REQUIREMENT: Each entry below should be written out exactly as it is, with no pictures.

══ EXERCISE DATA ══

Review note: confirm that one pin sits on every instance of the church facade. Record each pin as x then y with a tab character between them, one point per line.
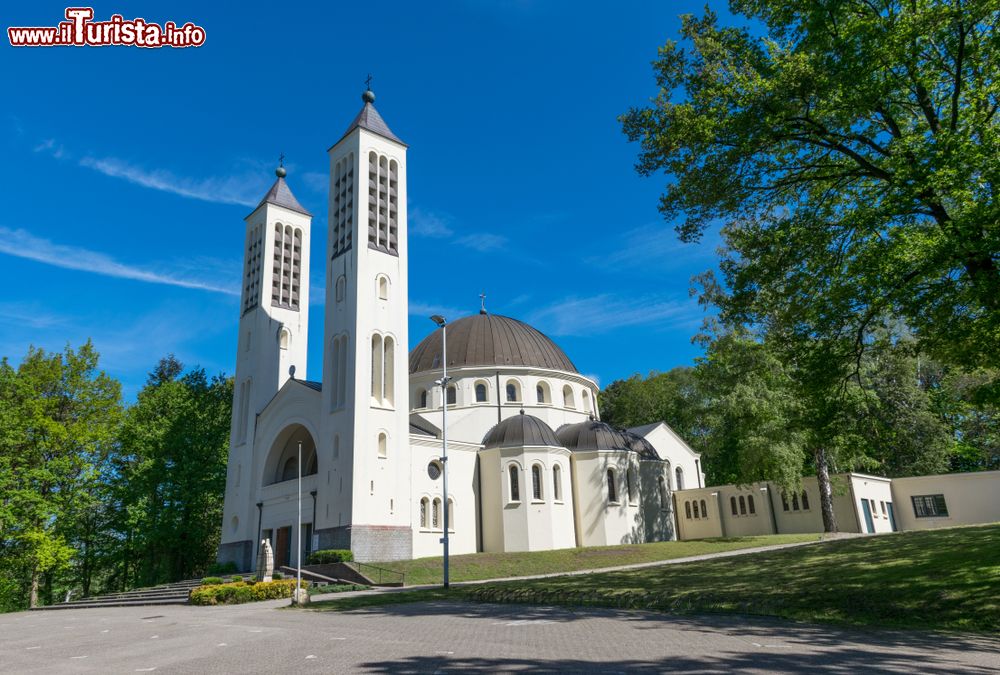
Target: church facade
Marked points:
530	464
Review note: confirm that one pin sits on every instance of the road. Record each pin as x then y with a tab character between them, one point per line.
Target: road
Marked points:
457	637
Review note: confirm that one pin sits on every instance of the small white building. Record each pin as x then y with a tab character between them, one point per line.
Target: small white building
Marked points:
530	465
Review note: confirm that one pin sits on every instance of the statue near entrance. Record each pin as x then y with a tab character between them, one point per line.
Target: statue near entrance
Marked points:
265	561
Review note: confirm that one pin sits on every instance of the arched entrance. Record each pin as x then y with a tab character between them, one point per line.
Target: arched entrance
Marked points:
283	459
281	472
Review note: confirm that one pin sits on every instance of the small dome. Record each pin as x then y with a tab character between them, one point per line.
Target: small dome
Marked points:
640	445
520	431
591	435
490	340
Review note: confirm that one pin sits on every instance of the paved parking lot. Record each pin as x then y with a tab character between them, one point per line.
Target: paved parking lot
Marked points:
457	637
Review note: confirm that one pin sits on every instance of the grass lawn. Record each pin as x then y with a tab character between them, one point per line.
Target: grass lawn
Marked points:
941	579
476	566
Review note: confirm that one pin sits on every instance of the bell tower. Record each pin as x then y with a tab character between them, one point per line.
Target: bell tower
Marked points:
365	343
273	336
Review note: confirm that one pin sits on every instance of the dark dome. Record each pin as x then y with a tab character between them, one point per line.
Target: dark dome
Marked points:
591	435
519	431
640	445
489	340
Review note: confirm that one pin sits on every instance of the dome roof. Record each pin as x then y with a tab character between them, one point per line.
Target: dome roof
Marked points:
591	435
520	431
489	340
597	435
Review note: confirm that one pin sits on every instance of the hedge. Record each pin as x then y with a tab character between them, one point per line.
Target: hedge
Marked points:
330	555
223	568
239	592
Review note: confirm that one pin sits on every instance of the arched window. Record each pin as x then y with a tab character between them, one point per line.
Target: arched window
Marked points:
536	482
568	400
389	372
513	391
337	374
377	368
542	393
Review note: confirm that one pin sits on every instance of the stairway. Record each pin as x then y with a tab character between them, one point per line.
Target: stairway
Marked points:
167	594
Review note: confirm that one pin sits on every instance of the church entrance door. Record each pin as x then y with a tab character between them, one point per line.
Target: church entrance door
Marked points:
283	548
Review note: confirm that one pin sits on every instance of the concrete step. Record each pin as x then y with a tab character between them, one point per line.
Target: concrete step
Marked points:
91	604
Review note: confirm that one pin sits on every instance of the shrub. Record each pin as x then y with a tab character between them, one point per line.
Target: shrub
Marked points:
239	592
223	568
330	555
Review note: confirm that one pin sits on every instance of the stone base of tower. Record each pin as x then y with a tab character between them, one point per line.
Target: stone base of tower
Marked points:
239	552
370	543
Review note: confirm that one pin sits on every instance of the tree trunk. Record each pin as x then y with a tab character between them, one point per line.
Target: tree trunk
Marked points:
33	597
825	491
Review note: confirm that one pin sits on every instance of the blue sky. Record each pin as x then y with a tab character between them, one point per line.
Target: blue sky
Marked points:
128	173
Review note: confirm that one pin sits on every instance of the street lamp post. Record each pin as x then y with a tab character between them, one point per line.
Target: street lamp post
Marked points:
443	323
298	553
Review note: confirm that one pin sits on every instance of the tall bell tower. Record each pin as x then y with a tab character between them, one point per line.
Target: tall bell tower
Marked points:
273	336
365	344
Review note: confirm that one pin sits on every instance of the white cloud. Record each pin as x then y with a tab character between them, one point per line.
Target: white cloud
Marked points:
655	246
426	224
25	245
606	312
51	147
243	190
482	241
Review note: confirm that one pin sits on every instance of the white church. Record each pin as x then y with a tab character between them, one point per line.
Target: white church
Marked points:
530	466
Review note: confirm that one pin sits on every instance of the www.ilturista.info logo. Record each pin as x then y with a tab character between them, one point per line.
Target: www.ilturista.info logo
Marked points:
80	30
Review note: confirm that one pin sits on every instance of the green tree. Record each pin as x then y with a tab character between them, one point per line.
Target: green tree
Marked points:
673	397
173	463
850	148
57	426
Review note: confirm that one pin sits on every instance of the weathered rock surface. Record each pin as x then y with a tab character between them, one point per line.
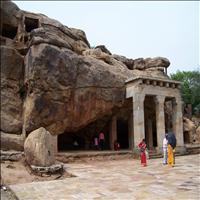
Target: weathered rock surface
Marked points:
39	149
11	81
192	130
70	85
11	141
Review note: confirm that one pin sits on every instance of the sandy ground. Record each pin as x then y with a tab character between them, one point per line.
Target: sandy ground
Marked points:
18	172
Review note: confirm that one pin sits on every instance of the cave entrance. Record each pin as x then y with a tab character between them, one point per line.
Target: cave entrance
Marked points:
70	141
31	23
9	31
84	138
122	133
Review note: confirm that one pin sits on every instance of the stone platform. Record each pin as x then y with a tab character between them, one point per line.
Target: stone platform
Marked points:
120	180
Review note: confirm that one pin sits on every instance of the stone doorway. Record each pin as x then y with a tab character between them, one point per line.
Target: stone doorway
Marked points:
122	133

═══

SOLUTION TO THIS TASK:
Review note: confirm that one pin sits on every instance of the church facade. Record each pin as x then y with a tab character between them, one point per line.
Target: church facade
Marked points:
530	464
Review note: confirm that one pin sits on every instance of the road. Record each pin as x then y with a tab character between them, one point per line.
Target: road
Marked points:
457	637
Review note: confirm that one pin sits on every instance of the small white building. Record each pin as x then y with a tab character between them, one point per line.
Target: small white building
Marked points:
530	465
Review note: confirm that one pin sits on every instance of the statue near entrance. Record each pin as x then y with a tab character between them, one point per line.
Target: statue near entrance
Marked points:
265	561
Review note: confirm that one pin sits on every instance of the arched entrance. Record each pin as x then y with a tab character between them, one point per line.
Target: arched entrance
Marked points:
283	459
281	472
Review note: confirm that one pin sits on every instance of the small dome. Record each pin as x then y with a tab character between them, one point per line.
Target: small dome
Marked points:
640	445
520	431
591	435
490	340
Review note: confirm that one pin sits on every instance of the paved parking lot. Record each pin as x then y with a tab character between them, one point per line.
Target: paved parking lot
Marked points:
457	637
Review note: confirm that one pin sits on every instance of the grass lawn. Record each pin as x then y with a tab character between them, one point per line.
Target: grass lawn
Marked points:
941	579
476	566
Review note: confirm that one pin sits on every instance of the bell tower. Record each pin as x then y with a tab character between them, one point per line.
Target: bell tower
Marked points:
365	343
273	336
Review note: confirm that one pin sits on every instance of the dark dome. Record each pin as x then y with a tab character between them, one point per line.
Target: dark dome
Marked points:
591	435
519	431
640	445
489	340
Review note: confirm that one pin sits on every instance of the dome roof. Record each pin as x then y with a tab character between them, one point per line.
Target: dome roof
Marked points:
591	435
520	431
489	340
597	435
Review note: confirm that one pin sits on every instance of the hedge. Record each pin as x then y with a tab character between them, one point per line.
Target: hedge
Marked points:
330	555
223	568
239	592
Review note: confirm that one pin sits on every instance of the arched window. Record each pin as x then y with a tab character between them, one point per line.
Target: arched window
Marked points:
536	482
568	400
389	372
513	391
337	374
377	368
542	393
Review note: confirm that one pin sits on every instance of the stairway. Record each pin as x then y with a tab character between them, one point per line.
Target: stairway
Marked points:
167	594
Review note: confirm that one pin sits on every instance of the church entrance door. Record each pin as x then y with a tab character between them, one point per line.
Target: church entrance door
Marked points:
283	548
Review note: confirm that one pin sits on every instance of the concrete step. Record each pin as x then y with a tab character between them, one point per line.
Target: concrete step
Marked points:
91	604
Review note: confirm that one pin sits on every instance of the shrub. Record each pin as x then y with a tab character between them, one point per line.
Target: shrub
Marked points:
239	592
223	568
330	555
Review note: confirm that one pin sits on every instance of the stone base of tower. Record each pin as x then y with a tab character between them, one point per line.
Target: stone base of tower
Marked points:
239	552
370	543
Review note: confirm that one pin sits on every instance of the tree trunk. Record each pin as x then y with a tab character between them, one point per line.
Target: tree trunk
Marked points:
33	597
825	491
Review note: confirm that one pin sits on every instance of the blue sky. Record each pin as x then y with a tab character between them, one point per line.
Target: blue sky
Marked points:
128	173
Review note: confirm that one pin sits on every instance of the street lamp post. Record each pin as x then y with a tab character between them, one point per line.
Target: street lamp post
Marked points:
443	323
298	553
Review note: confirm that one pin sits on every instance of the tall bell tower. Record each pin as x then y with a tab character between them, one point per line.
Target: tall bell tower
Marked points:
273	336
365	344
Review note: confirm that one pin sits on every instance of the white cloud. Record each pin as x then y with a tab character between them, one point per line.
Target: white cloud
Marked points:
655	246
426	224
25	245
606	312
51	147
243	190
482	241
Review note: confirm that one pin sits on every instance of the white church. Record each pin as x then y with a tab character between them, one point per line.
Target: white church
Marked points:
530	466
Review note: confirm that one pin sits on every instance of the www.ilturista.info logo. Record each pin as x then y with a tab character between them, one point per line.
Target: www.ilturista.info logo
Marked points:
80	30
Review note: confirm that one pin sits on every instance of the green tree. Record each pin as x then y with a tab character between them, one point per line.
Target: green tree
Marked points:
673	397
173	463
850	148
57	426
Review note: confirm that one pin sits on every instance of the weathered rock surface. Record each pin as x then y with a tab character between them, one point per line.
Target: weathered rock surface
Marked points:
39	149
11	81
192	130
70	85
11	141
Review note: confirm that one pin sits on every instance of the sandy ground. Record each pin as x then y with a tab character between them, one point per line.
Target: sandy ground
Marked points:
18	172
Review note: confirm that one pin sits on every instance of the cave entrance. Record each pin as x then y with a tab character between them, one point per line.
Target: cave entrance
Marked points:
70	141
31	23
9	31
84	138
122	133
Review note: confirm that one pin sits on every instance of the stone platform. Record each pin as x then y with a tab character between them, one point per line.
Target: stone platform
Marked points:
120	180
Review note: confirm that one pin sits on every instance of the stone doorway. Record each pin as x then y with a tab character between them, one point per line.
Target: stone doorway
Marked points:
122	133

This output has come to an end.